WHAT THE TASK REQUIRES → Return all of the lines below exactly as they are.

##### SUPPLIED RECORDS

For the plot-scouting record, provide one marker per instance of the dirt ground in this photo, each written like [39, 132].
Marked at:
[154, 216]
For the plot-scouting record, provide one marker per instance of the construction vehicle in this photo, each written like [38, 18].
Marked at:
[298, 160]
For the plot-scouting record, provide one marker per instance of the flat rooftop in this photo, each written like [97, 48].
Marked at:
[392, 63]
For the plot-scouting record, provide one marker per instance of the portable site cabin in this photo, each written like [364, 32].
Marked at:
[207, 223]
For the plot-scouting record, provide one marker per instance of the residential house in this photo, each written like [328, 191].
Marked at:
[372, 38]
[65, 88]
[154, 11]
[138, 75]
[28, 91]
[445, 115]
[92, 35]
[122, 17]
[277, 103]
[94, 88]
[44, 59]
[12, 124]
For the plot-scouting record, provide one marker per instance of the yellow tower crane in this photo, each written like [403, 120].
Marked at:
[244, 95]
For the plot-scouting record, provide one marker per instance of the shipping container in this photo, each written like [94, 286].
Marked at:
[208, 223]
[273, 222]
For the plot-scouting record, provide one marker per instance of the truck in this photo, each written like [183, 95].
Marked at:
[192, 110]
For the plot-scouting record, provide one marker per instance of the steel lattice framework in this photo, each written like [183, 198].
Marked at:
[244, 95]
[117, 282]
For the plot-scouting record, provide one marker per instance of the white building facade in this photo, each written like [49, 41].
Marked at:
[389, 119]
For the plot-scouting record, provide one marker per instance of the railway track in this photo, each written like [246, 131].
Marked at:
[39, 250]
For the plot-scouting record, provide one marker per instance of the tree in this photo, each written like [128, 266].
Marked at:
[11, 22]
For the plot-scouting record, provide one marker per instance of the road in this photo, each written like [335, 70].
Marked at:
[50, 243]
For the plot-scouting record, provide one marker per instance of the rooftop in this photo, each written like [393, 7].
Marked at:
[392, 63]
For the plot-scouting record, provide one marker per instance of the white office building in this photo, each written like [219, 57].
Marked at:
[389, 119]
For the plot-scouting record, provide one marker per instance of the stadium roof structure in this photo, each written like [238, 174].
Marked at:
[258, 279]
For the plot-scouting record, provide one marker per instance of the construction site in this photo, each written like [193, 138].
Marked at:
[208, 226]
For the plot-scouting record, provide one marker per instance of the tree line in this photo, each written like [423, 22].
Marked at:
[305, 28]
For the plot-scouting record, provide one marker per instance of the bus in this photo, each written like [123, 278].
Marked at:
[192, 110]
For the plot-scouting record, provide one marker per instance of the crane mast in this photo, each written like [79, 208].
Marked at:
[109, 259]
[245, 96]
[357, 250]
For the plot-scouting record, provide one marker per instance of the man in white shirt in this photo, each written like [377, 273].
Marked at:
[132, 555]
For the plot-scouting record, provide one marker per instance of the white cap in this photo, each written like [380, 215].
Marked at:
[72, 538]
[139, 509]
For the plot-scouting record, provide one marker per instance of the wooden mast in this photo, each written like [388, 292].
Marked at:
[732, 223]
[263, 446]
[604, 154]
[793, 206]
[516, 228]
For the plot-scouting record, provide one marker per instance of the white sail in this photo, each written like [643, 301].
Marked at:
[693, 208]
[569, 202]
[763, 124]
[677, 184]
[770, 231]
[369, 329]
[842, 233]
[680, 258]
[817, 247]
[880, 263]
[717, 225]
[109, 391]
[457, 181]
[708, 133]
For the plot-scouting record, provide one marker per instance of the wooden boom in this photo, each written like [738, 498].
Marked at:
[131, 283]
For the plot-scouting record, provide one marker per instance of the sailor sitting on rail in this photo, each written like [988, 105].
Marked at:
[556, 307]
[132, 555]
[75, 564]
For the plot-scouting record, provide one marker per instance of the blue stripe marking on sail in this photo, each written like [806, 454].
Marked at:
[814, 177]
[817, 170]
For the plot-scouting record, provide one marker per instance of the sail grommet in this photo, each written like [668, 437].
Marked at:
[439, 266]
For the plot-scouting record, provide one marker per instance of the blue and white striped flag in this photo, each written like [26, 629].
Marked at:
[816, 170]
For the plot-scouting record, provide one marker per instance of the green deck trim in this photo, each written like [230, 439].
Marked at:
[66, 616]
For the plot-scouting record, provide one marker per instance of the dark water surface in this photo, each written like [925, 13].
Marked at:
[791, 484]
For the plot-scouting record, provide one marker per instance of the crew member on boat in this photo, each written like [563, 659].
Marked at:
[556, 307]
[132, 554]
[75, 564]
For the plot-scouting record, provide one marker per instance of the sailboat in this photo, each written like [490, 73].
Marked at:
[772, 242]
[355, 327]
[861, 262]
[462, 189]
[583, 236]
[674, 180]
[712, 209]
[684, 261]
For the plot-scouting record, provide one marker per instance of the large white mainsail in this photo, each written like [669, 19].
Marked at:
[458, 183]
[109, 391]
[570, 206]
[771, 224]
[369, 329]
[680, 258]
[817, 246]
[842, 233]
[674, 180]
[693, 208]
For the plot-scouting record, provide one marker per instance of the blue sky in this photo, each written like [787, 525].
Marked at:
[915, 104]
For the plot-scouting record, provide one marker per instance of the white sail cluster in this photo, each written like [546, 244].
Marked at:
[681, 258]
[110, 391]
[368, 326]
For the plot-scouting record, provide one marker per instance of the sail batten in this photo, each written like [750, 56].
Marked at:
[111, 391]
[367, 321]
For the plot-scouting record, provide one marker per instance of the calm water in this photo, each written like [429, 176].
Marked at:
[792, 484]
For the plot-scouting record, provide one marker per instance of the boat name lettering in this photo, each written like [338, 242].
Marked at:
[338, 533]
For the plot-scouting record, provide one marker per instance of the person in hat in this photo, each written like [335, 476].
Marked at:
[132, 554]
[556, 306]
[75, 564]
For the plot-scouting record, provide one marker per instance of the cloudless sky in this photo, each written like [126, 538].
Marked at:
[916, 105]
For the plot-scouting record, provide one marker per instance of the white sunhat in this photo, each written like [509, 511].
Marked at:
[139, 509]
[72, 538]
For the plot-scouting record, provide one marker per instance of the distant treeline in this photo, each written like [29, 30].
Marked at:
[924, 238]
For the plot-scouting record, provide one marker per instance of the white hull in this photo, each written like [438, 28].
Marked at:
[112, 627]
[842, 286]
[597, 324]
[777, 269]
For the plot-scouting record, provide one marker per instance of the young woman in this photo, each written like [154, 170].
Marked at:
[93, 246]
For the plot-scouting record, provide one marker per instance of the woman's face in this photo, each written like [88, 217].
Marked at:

##########

SOLUTION FOR THIS PROBLEM →
For the plot-scouting record, provide one marker per instance of the dirt ground in this photo, each written like [39, 132].
Marked at:
[154, 216]
For the plot-scouting record, provide one marker per instance of the construction vehicle in this photo, each written like [38, 18].
Marked at:
[298, 160]
For the plot-scouting record, provide one marker per instance of the flat rooftop in this photo, each written like [97, 48].
Marked at:
[392, 63]
For the plot-scouting record, provide one marker per instance of the portable site cabin in this photo, each written like [364, 32].
Marked at:
[207, 223]
For the plot-scouting record, provide one marker per instance of the residential house in this photo, each written like [328, 191].
Marked at:
[372, 38]
[65, 88]
[154, 11]
[138, 75]
[28, 91]
[445, 115]
[92, 35]
[122, 17]
[277, 103]
[94, 88]
[44, 59]
[12, 124]
For the plot-scouting record, provide one marker per instance of the yellow tower crane in this photo, each written like [403, 120].
Marked at:
[244, 95]
For the plot-scouting record, provide one marker per instance of the shipping container in this photo, each written like [94, 286].
Marked at:
[208, 223]
[273, 222]
For the plot-scouting record, provide one marker per instance of the truck in this photo, each written like [183, 95].
Marked at:
[192, 110]
For the plot-scouting record, provide one marker per instance of the steel lattice framework in this photo, each written like [183, 198].
Marked at:
[244, 95]
[117, 282]
For the plot-scouting record, provide one marker per instance of the white building facade in this photo, each written like [49, 41].
Marked at:
[389, 119]
For the plot-scouting record, provide one marker per instance of the railway track in this photo, each written like [246, 131].
Marked at:
[39, 250]
For the plot-scouting record, provide one marker per instance of the tree in this photo, each written like [128, 266].
Marked at:
[11, 22]
For the plot-scouting record, provide one marker per instance of the road in this photo, each written like [335, 70].
Marked at:
[50, 243]
For the plot-scouting record, provide one marker per instance of the rooftop in this photo, each written like [393, 7].
Marked at:
[392, 63]
For the plot-scouting record, provide one marker per instance of the white office building in this photo, each written like [219, 57].
Marked at:
[389, 119]
For the plot-scouting record, provide one marker per instance of the stadium roof structure in this photo, each written like [238, 174].
Marked at:
[258, 279]
For the plot-scouting record, provide one marker per instance of the construction site in this photo, each written like [193, 138].
Marked at:
[208, 226]
For the plot-scouting record, provide one marker per instance of the tree line in this photo, each written like [423, 22].
Marked at:
[305, 28]
For the plot-scouting record, provide one marker per instance of the bus in this photo, each written like [123, 278].
Marked at:
[192, 110]
For the plot-scouting record, provide one marker per instance of the crane mast in this photo, each written like [79, 208].
Marked at:
[109, 259]
[245, 96]
[357, 250]
For the plot-scouting record, provide one marker per instance of the man in white shirt in this photo, each written like [377, 273].
Marked at:
[132, 555]
For the plot-scouting record, provide one marker per instance of the white cap in this photo, each written like [380, 215].
Marked at:
[72, 538]
[139, 509]
For the plot-scouting record, provide one marker per instance of the wooden mast in this photo, each written like [388, 292].
Marked at:
[732, 223]
[263, 446]
[604, 154]
[793, 206]
[516, 228]
For the plot-scouting record, provide one marker per instance of the white sail in this photo, each written like [643, 301].
Marked at:
[693, 208]
[569, 202]
[763, 124]
[677, 184]
[770, 231]
[369, 329]
[842, 233]
[680, 258]
[817, 247]
[880, 263]
[717, 225]
[109, 391]
[457, 181]
[708, 133]
For the plot-scouting record, provide one marker per instance of the wooden boom in this photo, each written like [738, 498].
Marked at:
[131, 283]
For the plot-scouting record, provide one marker per instance of the sailor sitting on rail in this photo, each written like [988, 105].
Marked at:
[556, 307]
[132, 555]
[75, 564]
For the plot-scouting record, provide one marker per instance of the blue stripe marking on sail in this photo, each written like [806, 454].
Marked at:
[814, 177]
[817, 170]
For the plot-scouting record, provide one marker per instance of the sail grommet in this photo, each written like [668, 437].
Marked at:
[439, 266]
For the plot-scouting record, provide one marker per instance of the blue and white striped flag in this photo, each written like [26, 629].
Marked at:
[816, 170]
For the plot-scouting record, provide one marker per instance of the green deck trim in this photo, each written like [230, 439].
Marked at:
[66, 616]
For the plot-scouting record, provide one marker per instance of the dark water surface in this photo, each written like [925, 13].
Marked at:
[791, 484]
For the plot-scouting record, provide one marker per instance of the crew member on boat in this photo, each written like [563, 659].
Marked at:
[556, 307]
[132, 554]
[75, 564]
For the plot-scouting record, provide one marker per instance of the sailboat in this photo, each written like [490, 73].
Marked at:
[772, 242]
[355, 327]
[861, 262]
[462, 189]
[583, 236]
[674, 180]
[712, 209]
[684, 261]
For the plot-scouting record, provide one marker per instance of the large white mainsail in this photo, each written like [669, 19].
Marked at:
[458, 183]
[109, 391]
[570, 206]
[771, 224]
[369, 329]
[680, 258]
[817, 246]
[842, 233]
[674, 180]
[693, 208]
For the plot-scouting record, provide one marker per instance of the blue sky in this photo, each written like [787, 525].
Marked at:
[915, 104]
For the plot-scouting record, provide one marker per instance of the white sail cluster in this photo, each written like [546, 244].
Marked at:
[681, 258]
[110, 391]
[368, 326]
For the plot-scouting record, provide one marker per instance of the sail batten in this photo, each written like [750, 56].
Marked at:
[111, 391]
[367, 321]
For the plot-scouting record, provide one marker per instance of the calm water in this photo, each written like [429, 176].
Marked at:
[792, 484]
For the plot-scouting record, provide one marker per instance of the boat name lettering in this photo, each written like [338, 242].
Marked at:
[338, 533]
For the plot-scouting record, provide one marker per instance of the person in hat in this photo, each written like [335, 476].
Marked at:
[132, 554]
[556, 306]
[75, 564]
For the plot-scouting record, provide one marker per instance of the cloudless sky in this photo, each written like [126, 538].
Marked at:
[916, 105]
For the plot-scouting record, provide one marker per instance of the white sunhat in this photo, each written like [509, 511].
Marked at:
[139, 509]
[72, 538]
For the plot-scouting record, provide one marker per instance of the distant treeline in this photo, each written like [29, 30].
Marked at:
[924, 238]
For the plot-scouting record, provide one marker per instance of the white hull in this photo, each written like [438, 28].
Marked at:
[112, 627]
[842, 286]
[597, 324]
[777, 269]
For the plot-scouting record, provide one marker per instance of the young woman in this photo, each written like [154, 170].
Marked at:
[93, 246]
For the plot-scouting record, provide one marker per instance of the woman's face in this photo, each written like [88, 217].
Marked at:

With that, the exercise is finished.